In most of the unpublished decision of the Administrative Appeals Office (AAO) involving non-university PGDs found through a computerized  search, such as for example Matter of X (identifying information redacted), 2013 Immigr. Rptr. LEXIS 2177, 2013 WL 5296297 (INS), the following extract is worth noting:
According to EDGE, a three-year Bachelor of Science degree from India is comparable to “two to three years of university study in the United States.” EDGE further discusses postgraduate diplomas, for which the entrance requirement is completion of a two- or three-year baccalaureate degree. EDGE states that a postgraduate diploma following a two-year bachelor's degree represents attainment of a level of education comparable to one year of university study in the United States. EDGE also states that a postgraduate diploma following a three-year bachelor's degree represents attainment of a level of education comparable to a bachelor's degree in the United States. However, the “Advice to Author Notes” section states:

Postgraduate Diplomas should be issued by an accredited university or institution approved by the All-India Council for Technical Education (AICTE). Some students complete PGDs over two years on a part-time basis. When examining the Postgraduate Diploma, note the entrance requirement and be careful not to confuse the PGD awarded after the Higher Secondary Certificate with the PGD awarded after the three-year bachelor's degree.

The evidence in the record on appeal did not establish that the beneficiary's postgraduate diploma was issued by an accredited university or institution approved by AICTE, or that a two- or three-year bachelor's degree was required for admission into the program of study
This AAO decision demonstrates that not only must the PGD be approved by AICTE, but the entrance requirement for a PGD must also be after the completion of a two or three year bachelor’s degree, and not after the completion of high school.
Not all PGDs will qualify and one must carefully check whether it has been recognized by AICTE. For instance, courses at the ever familiar NIIT or Aptech institutes in India are not approved by AICTE. Nor are most of  the programs offered at the Center for Development of Advance Computing (CDAC), unless the CDAC courses are offered in conjunction with universities  and result in degrees.  It is very important to get the PGD assessed by an experienced credential evaluation service, which should check that the PGD has not only been recognized by AICTE but admits students after they have generally completed a three-year degree.

Stored records:
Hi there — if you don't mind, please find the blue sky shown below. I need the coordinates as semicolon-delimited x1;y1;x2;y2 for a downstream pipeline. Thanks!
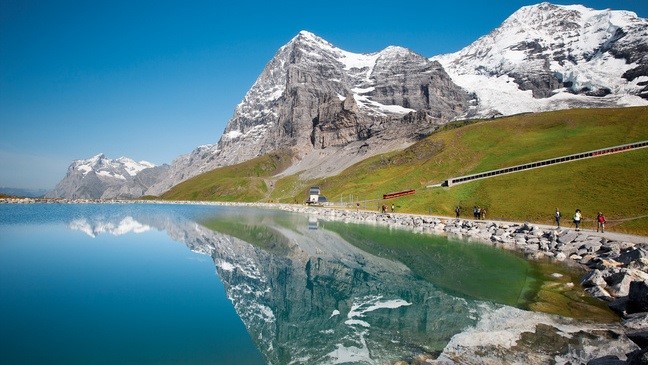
0;0;648;189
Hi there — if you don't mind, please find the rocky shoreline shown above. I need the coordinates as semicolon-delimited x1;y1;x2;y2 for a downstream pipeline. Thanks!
271;204;648;365
5;198;648;365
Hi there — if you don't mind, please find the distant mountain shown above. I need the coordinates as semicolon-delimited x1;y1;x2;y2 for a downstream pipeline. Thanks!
45;154;169;199
0;187;47;198
150;3;648;194
432;3;648;115
55;3;648;196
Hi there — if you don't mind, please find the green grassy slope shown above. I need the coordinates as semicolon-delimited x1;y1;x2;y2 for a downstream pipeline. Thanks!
160;151;293;202
272;107;648;235
162;107;648;235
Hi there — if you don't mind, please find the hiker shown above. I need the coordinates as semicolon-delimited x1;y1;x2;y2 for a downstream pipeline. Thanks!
596;212;606;233
574;209;583;231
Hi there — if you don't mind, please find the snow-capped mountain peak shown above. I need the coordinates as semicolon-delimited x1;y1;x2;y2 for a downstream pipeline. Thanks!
45;153;168;199
433;2;648;115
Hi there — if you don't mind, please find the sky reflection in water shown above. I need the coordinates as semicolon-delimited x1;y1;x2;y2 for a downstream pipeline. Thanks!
0;204;608;364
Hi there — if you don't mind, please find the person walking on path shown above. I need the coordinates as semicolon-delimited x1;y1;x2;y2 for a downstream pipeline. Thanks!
596;212;606;232
574;209;583;231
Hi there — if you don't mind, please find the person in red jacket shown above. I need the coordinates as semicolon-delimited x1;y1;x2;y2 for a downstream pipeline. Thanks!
596;212;605;232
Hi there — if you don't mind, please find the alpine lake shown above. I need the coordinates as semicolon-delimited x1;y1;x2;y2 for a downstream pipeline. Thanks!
0;203;618;364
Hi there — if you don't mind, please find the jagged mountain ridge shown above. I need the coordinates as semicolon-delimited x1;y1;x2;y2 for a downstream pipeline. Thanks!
50;3;648;199
45;153;169;199
151;3;648;194
144;31;472;194
432;3;648;115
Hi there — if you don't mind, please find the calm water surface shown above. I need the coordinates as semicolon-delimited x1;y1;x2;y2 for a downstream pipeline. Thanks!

Aim 1 = According to the passage on Indian postgraduate diplomas, which body must approve an institution that issues a Postgraduate Diploma, if the issuer is not an accredited university?
Aim 2 = List every U.S. educational equivalence that the passage on Indian postgraduate diplomas attributes to EDGE, pairing each Indian credential with its stated U.S. comparison.

Full answer 1 = The All-India Council for Technical Education (AICTE).

Full answer 2 =
- A three-year Bachelor of Science degree from India: comparable to two to three years of university study in the United States.
- A postgraduate diploma following a two-year bachelor's degree: comparable to one year of university study in the United States.
- A postgraduate diploma following a three-year bachelor's degree: comparable to a bachelor's degree in the United States.